Pointing dataset items:
— BEGIN —

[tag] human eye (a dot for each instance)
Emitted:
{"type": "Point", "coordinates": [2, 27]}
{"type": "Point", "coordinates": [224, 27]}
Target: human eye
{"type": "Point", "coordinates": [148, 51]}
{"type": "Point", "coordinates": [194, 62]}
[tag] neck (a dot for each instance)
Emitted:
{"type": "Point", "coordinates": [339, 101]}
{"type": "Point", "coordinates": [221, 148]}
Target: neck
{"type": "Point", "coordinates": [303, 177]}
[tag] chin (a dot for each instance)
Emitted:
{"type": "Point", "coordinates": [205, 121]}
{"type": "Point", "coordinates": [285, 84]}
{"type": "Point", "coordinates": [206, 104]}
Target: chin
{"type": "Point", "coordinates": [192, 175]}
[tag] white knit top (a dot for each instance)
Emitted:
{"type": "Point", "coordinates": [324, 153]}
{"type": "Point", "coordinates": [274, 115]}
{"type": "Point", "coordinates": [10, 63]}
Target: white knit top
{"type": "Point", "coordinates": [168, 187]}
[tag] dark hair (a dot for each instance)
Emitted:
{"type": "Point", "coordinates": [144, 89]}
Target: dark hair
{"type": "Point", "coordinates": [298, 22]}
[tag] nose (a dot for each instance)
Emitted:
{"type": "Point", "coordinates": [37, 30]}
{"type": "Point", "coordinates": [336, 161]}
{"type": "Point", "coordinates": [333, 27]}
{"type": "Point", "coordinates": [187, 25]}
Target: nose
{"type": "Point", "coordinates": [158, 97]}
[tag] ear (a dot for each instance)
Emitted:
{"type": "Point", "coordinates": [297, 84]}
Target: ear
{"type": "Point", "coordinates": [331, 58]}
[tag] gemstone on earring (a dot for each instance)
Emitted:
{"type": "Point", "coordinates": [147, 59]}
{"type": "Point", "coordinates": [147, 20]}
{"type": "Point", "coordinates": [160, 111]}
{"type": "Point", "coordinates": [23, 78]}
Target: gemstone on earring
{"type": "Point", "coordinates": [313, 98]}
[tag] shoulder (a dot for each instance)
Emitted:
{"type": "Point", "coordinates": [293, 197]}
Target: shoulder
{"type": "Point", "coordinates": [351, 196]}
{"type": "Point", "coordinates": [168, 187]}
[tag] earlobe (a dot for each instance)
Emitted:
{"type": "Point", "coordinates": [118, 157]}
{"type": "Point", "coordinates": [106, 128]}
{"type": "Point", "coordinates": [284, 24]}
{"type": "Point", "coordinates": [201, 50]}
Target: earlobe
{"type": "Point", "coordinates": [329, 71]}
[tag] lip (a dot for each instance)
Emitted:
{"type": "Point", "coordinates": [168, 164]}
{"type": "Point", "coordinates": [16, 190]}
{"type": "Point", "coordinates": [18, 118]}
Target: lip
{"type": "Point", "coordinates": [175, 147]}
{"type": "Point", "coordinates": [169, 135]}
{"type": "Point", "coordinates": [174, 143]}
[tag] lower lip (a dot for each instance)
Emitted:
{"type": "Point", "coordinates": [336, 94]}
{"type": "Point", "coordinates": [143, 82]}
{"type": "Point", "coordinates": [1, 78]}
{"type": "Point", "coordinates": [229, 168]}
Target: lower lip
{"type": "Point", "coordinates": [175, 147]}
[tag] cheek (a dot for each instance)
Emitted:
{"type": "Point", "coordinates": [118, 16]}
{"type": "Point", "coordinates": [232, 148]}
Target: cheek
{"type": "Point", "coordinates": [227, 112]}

— END —
— BEGIN —

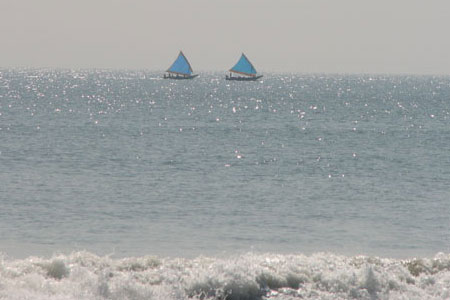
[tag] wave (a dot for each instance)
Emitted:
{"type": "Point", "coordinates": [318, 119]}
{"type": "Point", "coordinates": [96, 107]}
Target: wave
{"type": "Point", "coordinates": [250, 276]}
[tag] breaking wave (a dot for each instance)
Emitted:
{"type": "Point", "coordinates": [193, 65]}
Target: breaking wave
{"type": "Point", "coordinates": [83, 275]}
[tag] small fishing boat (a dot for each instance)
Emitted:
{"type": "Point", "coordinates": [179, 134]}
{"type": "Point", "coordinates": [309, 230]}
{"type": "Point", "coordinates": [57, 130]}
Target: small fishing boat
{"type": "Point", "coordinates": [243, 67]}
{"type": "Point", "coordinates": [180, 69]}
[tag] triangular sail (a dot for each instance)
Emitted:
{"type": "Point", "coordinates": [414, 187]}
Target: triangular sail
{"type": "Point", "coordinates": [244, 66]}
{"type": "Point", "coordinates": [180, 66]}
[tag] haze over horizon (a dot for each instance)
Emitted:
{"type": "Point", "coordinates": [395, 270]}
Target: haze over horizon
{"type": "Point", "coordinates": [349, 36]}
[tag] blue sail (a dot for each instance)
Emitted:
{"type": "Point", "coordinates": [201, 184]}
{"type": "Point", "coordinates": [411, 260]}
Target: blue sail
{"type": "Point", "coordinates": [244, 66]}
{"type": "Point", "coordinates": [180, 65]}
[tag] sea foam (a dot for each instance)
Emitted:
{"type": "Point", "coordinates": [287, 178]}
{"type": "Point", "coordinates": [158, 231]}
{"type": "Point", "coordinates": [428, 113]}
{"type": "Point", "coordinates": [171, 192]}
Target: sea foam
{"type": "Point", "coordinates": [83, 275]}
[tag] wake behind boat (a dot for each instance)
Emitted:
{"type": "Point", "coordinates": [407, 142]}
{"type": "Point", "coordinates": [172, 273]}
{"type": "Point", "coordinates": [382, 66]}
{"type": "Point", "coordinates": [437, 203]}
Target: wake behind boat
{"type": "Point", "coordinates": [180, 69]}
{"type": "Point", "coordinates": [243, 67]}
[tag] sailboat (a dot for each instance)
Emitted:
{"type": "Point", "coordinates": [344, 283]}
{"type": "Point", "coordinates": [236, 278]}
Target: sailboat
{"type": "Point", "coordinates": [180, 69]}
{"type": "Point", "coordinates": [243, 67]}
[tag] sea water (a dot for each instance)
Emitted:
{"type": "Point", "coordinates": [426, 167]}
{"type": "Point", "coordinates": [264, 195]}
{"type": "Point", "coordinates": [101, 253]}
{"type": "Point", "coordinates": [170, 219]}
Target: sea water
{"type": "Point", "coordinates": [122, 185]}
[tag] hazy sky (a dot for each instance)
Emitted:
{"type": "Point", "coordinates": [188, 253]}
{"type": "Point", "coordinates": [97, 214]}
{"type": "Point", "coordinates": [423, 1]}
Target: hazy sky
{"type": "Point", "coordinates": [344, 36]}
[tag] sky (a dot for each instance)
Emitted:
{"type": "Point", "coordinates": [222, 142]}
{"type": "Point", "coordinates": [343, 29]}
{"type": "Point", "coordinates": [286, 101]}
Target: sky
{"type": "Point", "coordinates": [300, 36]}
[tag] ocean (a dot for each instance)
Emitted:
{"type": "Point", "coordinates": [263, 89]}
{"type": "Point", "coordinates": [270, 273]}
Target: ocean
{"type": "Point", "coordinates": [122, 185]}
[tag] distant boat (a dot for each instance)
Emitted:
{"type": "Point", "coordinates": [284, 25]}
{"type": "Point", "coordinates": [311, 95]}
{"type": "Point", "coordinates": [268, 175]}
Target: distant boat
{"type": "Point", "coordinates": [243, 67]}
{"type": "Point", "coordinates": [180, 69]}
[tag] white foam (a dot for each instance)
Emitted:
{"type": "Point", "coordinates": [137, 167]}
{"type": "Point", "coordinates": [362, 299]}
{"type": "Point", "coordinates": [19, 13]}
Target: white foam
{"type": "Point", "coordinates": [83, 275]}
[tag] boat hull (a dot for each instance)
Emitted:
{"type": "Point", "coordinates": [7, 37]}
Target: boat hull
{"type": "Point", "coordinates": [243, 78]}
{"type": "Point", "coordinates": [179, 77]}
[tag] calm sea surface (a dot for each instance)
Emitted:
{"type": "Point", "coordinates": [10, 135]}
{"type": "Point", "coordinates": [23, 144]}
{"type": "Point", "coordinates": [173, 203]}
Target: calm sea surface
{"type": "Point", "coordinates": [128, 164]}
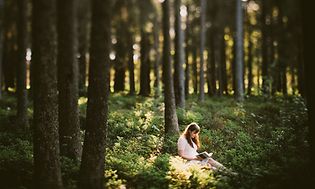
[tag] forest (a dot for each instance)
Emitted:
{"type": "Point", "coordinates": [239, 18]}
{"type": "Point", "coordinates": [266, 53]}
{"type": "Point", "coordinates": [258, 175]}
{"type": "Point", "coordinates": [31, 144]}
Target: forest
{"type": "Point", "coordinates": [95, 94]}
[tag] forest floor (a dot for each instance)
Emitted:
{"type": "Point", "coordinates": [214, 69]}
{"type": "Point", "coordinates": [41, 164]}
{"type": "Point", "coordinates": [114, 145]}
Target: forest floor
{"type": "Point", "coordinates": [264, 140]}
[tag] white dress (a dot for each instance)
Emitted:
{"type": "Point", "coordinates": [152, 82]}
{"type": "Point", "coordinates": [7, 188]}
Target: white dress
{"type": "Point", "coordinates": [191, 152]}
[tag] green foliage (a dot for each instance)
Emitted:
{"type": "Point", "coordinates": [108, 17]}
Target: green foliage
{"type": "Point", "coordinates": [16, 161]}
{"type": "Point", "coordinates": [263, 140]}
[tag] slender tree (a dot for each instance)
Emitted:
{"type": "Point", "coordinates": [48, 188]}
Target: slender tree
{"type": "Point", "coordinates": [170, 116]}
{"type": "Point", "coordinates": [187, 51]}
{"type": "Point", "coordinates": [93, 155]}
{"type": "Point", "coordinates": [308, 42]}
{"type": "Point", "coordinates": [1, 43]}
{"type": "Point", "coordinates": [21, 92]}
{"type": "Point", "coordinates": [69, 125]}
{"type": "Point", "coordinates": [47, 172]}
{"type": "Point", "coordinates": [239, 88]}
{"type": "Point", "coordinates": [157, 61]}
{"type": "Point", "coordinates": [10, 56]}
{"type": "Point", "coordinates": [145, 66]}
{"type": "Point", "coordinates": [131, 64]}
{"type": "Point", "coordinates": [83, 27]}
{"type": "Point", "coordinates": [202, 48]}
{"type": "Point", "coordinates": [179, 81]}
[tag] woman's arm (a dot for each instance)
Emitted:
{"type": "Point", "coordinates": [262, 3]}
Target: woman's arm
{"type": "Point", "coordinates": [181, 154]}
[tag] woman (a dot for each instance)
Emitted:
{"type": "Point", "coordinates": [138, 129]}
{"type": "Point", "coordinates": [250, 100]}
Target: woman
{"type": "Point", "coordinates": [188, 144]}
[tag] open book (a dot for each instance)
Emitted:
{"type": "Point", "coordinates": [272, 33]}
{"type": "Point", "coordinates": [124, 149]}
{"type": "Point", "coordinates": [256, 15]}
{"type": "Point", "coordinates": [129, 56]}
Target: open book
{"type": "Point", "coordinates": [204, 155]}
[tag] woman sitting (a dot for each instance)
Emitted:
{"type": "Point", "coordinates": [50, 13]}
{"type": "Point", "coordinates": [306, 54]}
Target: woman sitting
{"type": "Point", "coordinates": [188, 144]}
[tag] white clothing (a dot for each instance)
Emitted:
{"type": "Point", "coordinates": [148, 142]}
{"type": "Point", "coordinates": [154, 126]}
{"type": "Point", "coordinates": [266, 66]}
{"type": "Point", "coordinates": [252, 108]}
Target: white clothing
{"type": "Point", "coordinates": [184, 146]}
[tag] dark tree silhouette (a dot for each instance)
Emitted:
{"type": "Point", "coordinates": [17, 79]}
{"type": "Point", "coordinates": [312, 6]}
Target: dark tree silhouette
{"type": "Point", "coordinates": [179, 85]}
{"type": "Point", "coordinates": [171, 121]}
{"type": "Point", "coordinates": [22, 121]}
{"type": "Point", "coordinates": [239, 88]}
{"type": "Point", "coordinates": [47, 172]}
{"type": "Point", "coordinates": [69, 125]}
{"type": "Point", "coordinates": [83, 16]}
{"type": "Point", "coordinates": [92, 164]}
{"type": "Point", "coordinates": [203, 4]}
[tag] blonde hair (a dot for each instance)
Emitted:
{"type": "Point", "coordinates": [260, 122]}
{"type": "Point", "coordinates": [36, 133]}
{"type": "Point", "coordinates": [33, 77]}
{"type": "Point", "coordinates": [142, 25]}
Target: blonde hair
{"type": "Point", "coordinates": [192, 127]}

— END —
— BEGIN —

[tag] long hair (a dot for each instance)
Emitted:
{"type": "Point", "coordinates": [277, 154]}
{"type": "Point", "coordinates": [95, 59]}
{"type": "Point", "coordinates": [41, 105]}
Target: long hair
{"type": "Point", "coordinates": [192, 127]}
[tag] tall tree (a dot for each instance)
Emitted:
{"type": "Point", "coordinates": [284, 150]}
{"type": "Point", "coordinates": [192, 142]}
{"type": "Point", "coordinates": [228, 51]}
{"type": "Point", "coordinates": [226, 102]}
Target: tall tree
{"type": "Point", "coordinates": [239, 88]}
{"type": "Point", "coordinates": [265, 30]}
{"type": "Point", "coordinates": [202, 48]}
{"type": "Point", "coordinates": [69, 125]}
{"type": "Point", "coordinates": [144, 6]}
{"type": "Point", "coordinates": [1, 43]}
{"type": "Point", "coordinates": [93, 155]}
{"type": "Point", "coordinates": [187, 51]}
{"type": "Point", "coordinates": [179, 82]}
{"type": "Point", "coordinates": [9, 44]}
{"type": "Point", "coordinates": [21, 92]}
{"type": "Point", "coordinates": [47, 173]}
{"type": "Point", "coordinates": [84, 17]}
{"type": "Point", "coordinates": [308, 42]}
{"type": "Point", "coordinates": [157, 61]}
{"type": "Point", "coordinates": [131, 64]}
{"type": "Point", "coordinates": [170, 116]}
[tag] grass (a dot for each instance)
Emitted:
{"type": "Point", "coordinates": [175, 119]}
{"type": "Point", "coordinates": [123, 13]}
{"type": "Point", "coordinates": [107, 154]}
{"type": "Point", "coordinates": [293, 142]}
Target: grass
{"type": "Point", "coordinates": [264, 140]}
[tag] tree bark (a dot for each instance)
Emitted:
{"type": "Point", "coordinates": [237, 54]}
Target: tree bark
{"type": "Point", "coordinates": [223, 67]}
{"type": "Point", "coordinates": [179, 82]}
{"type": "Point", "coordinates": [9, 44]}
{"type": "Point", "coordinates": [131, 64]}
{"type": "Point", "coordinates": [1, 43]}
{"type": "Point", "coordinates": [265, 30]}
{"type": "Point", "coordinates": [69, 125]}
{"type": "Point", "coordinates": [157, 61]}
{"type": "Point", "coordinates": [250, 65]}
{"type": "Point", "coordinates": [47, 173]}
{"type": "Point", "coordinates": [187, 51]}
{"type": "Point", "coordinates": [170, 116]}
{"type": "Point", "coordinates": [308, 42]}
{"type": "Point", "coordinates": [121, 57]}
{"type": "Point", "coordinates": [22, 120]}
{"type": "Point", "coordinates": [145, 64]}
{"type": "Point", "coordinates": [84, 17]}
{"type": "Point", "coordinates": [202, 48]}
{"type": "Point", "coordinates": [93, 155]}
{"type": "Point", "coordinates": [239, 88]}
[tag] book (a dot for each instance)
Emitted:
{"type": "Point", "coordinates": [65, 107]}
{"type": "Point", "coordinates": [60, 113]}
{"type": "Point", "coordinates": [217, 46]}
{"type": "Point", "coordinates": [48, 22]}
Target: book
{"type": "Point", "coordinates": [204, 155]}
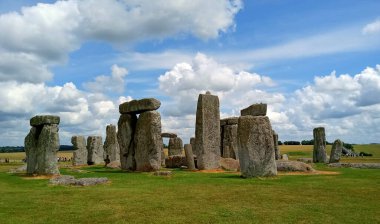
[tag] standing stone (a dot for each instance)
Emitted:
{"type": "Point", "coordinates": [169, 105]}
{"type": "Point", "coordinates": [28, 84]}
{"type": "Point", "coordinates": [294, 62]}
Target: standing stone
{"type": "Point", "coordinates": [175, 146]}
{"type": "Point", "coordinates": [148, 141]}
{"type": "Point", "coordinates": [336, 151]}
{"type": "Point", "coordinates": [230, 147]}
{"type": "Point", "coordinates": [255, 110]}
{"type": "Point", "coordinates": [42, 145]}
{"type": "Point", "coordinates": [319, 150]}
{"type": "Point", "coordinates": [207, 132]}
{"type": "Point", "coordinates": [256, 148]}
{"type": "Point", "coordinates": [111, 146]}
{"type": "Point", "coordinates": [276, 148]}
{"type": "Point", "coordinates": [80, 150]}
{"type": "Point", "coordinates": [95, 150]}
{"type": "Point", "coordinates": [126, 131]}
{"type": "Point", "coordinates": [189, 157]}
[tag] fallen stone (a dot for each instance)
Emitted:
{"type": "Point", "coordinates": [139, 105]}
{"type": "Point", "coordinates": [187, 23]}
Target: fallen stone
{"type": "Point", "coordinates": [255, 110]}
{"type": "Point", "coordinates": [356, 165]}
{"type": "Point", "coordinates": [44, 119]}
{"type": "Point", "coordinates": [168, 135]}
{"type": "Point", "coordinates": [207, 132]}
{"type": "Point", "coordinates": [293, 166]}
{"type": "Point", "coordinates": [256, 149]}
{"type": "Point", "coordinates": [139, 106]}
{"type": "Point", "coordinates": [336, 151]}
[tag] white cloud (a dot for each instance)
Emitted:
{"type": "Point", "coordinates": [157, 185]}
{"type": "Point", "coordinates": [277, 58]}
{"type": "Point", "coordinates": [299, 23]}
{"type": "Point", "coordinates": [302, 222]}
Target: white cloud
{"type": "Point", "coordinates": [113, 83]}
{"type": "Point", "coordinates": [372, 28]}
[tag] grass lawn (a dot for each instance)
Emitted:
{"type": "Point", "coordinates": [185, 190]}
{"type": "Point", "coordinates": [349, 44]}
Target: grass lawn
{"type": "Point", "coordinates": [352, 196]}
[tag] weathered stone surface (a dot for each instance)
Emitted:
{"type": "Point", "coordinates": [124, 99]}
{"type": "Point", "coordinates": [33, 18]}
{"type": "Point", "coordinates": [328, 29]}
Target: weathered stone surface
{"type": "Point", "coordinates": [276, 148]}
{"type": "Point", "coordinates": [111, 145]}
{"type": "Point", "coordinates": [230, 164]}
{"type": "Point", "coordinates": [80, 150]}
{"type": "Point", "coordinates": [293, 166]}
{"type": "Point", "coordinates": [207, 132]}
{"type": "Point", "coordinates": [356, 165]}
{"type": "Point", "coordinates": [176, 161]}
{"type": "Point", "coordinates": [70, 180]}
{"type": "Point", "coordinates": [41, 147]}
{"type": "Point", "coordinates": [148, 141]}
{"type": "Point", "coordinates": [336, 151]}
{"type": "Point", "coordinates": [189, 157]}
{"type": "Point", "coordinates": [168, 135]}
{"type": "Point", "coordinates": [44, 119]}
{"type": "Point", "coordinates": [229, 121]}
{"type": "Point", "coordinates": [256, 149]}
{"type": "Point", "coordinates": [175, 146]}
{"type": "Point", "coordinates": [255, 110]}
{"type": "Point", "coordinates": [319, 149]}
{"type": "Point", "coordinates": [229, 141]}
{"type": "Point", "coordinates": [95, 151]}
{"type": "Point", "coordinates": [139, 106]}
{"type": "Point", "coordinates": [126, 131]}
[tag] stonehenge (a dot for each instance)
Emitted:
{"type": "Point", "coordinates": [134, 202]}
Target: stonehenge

— END —

Task
Copy out the lines from the one containing "[tag] weathered stone" through the one containing "Target: weathered stone surface", both included.

Solution
[tag] weathered stone surface (a dot for each instance)
Emitted:
{"type": "Point", "coordinates": [124, 99]}
{"type": "Point", "coordinates": [33, 18]}
{"type": "Point", "coordinates": [328, 29]}
Target: weathered stone surface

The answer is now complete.